Pick up the reply about getting a 3Com network card to come up on Linux after its final line and continue writing it.

## Passage to read
○ ○ ○ ○ ○
On Mon, 2003-02-24 at 23:22, LS wrote:

> Another point I noted. When Linux was booting up, I noticed that the
> "Bringing up interface eth0" FAILED . Could this also be another issue ?
> The Network card on the slave PC where Linux OS resides as well is a
> 3Com Network card. Are there special drivers I need to install 
> to get Linux to detect this card or get a PASS when booting ?

ah HA!

This is your problem. If the ethernet card is not coming up then it
won't have an IP and you won't be able to ping or do anything else
useful with it.

I was under the (perhaps misguided) impression that 3com cards were
reasonably well supported on linux.

Ok, on my computer I have a program called "netconf", which I think you
should have as well. It's part of linuxconf afaik. It's good for doing
this sort of stuff. But first you need to identify what sort of network
card you have, then identify which driver to use. hrmm. This will get a
bit vague. First of all, if you want to find what 3com drivers you have,
this should tell you (I've included the output from my box as well for
reference) :

$ find /lib/modules/`uname -r` -name "3c*"
○ ○ ○ ○ ○
## Dataset entries
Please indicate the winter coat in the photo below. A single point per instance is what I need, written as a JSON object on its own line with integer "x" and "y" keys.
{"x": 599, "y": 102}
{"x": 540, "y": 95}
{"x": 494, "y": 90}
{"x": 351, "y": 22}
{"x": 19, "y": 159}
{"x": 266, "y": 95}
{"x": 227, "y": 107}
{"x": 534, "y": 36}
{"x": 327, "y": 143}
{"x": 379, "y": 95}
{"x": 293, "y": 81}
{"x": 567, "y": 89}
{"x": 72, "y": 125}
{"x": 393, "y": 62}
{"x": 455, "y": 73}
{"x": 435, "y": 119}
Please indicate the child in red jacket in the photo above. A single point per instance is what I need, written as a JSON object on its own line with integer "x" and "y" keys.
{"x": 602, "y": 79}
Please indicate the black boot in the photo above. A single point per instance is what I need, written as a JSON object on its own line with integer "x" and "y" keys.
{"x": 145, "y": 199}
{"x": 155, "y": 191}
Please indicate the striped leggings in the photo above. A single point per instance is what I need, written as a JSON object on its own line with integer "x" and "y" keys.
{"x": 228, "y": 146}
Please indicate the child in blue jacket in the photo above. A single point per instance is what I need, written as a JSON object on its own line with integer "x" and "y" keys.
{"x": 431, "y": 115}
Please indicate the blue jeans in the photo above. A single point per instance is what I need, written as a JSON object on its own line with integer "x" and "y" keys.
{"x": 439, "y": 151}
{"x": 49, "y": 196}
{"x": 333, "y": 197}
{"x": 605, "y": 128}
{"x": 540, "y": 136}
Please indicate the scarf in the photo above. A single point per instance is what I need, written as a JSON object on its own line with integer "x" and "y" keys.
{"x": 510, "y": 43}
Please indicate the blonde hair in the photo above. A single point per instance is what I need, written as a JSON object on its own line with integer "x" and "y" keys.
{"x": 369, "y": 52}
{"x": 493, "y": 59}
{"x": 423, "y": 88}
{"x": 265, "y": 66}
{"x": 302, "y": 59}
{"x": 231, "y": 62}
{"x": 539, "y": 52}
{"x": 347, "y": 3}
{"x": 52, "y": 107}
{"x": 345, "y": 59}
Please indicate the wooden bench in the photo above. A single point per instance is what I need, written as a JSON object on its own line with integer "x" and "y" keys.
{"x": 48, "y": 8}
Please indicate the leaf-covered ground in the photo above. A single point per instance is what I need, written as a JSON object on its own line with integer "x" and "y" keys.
○ ○ ○ ○ ○
## Answer to this exercise
/lib/modules/2.4.21pre4-8mdk/kernel/drivers/net/3c501.o.gz
/lib/modules/2.4.21pre4-8mdk/kernel/drivers/net/3c503.o.gz
/lib/modules/2.4.21pre4-8mdk/kernel/drivers/net/3c505.o.gz
/lib/modules/2.4.21pre4-8mdk/kernel/drivers/net/3c507.o.gz
/lib/modules/2.4.21pre4-8mdk/kernel/drivers/net/3c509.o.gz
/lib/modules/2.4.21pre4-8mdk/kernel/drivers/net/tokenring/3c359.o.gz
/lib/modules/2.4.21pre4-8mdk/kernel/drivers/net/3c515.o.gz
/lib/modules/2.4.21pre4-8mdk/kernel/drivers/net/pcmcia/3c589_cs.o.gz
/lib/modules/2.4.21pre4-8mdk/kernel/drivers/net/pcmcia/3c574_cs.o.gz
/lib/modules/2.4.21pre4-8mdk/kernel/drivers/net/3c59x.o.gz
/lib/modules/2.4.21pre4-8mdk/kernel/3rdparty/3c990
/lib/modules/2.4.21pre4-8mdk/kernel/3rdparty/3c990/3c990.o.gz
/lib/modules/2.4.21pre4-8mdk/kernel/3rdparty/3c990fx
/lib/modules/2.4.21pre4-8mdk/kernel/3rdparty/3c990fx/3c990fx.o.gz

Now, you need to find which one of these matches your network card. I
don't have any machines with 3com cards, so I'll have to show you the
info from my laptop which has an intel network card:

$ lspci | grep Ethernet
02:08.0 Ethernet controller: Intel Corp. 82801CAM (ICH3) Chipset
Ethernet Controller (rev 41)

(ie run 'lspci | grep Ethernet' to find out what ethernet cards you have
-- don't use the output from my computer, you don't want to configure
your computer to use my devices :))

Another source of information about your ethernet card is /proc/pci.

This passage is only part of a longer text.